THE TASKS —
1. In the playlist notebook excerpt, what ratio is used to split the data into train, validation and test sets?
2. Rewrite everything from "# set of all interactions" down to "tracksPerPlaylist=defaultdict(set)" in the playlist notebook excerpt, substituting "dict" for "dictionary".
3. Pick up the playlist notebook excerpt after its last line and continue it.

QUOTED TEXT —
Number of interactions: 1326929
Number of playlists: 19904
Number of tracks: 262338


## Data Split

In [7]:
# train, validation and test split in 8:1:1 ratio
train, test = train_test_split(interactions,test_size=0.2)
valid, test = train_test_split(test,test_size=0.5)

## Necessary Data Structures

In [11]:
# set of all playlists present in the train set
train_playlists=set(np.unique(train.pid))
# set of all tracks present in the train set
train_tracks=set(np.unique(train.tid))
# set of all interactions in train set
unique_interaction_set=set([(p,t) for p,t in train.values])
# dictionary (playlist_id: number of tracks in playlist)
tracksInPlaylist=defaultdict(int,train.pid.value_counts().to_dict())

In [12]:
# dictionary (playlist: set of tracks in playlist)
tracksPerPlaylist=defaultdict(set)
# dictionary (track: set of playlist with track)
playlistsPerTrack=defaultdict(set)
# dictionary (playlist: dictionary (album: number of tracks from album in playlist))
artistCountInPlaylist=defaultdict(lambda: defaultdict(int))

COLLECTED MATERIAL —
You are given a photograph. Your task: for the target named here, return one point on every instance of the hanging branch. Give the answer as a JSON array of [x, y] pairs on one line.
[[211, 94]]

EXERCISE RESULTS —
1. 8:1:1

2.
# set of all interactions in train set
unique_interaction_set=set([(p,t) for p,t in train.values])
# dict (playlist_id: number of tracks in playlist)
tracksInPlaylist=defaultdict(int,train.pid.value_counts().to_dict())

In [12]:
# dict (playlist: set of tracks in playlist)
tracksPerPlaylist=defaultdict(set)

3.
# dictionary (playlist: dictionary (artist: number of tracks by artist in playlist))
albumCountInPlaylist=defaultdict(lambda: defaultdict(int))
# set of all tracks in train set
allTracks=set()
for p,t in tqdm(train[['pid','tid']].values):
  tracksPerPlaylist[p].add(t)
  playlistsPerTrack[t].add(p)
  allTracks.add(t)
  artistCountInPlaylist[p][tracks_dict['artist_uri'][t]]+=1
  albumCountInPlaylist[p][tracks_dict['album_uri'][t]]+=1

100%|██████████| 1061543/1061543 [00:11<00:00, 89952.74it/s]


## Generating negative samples for train set

For each sample in train set we generate one negative sample (a playlist-track pair where the track is not in the playlist)

A label of 1 is given for a positive sample and 0 for a negative sample.

It takes about 70 minutes to generate all the samples.
The generated data is saved for later.

In [13]:
negatives_per_sample=1
# playlist ids, track ids, meta data - [album_share, artist_share], labels
p_input,t_input,m_input,labels=[],[],[],[]
for p,t in tqdm(train.values):
  p_input.append(p)
  t_input.append(t)
  m_input.append([albumCountInPlaylist[p][tracks_dict['album_uri'][t]]/tracksInPlaylist[p],
                  artistCountInPlaylist[p][tracks_dict['artist_uri'][t]]/tracksInPlaylist[p]])
  labels.append(1)
  for i in range(negatives_per_sample):
    rand_t=random.sample(train_tracks,1)[0]
    while (p,rand_t) in unique_interaction_set:
      rand_t=random.sample(train_tracks,1)[0]
    p_input.append(p)
    t_input.append(rand_t)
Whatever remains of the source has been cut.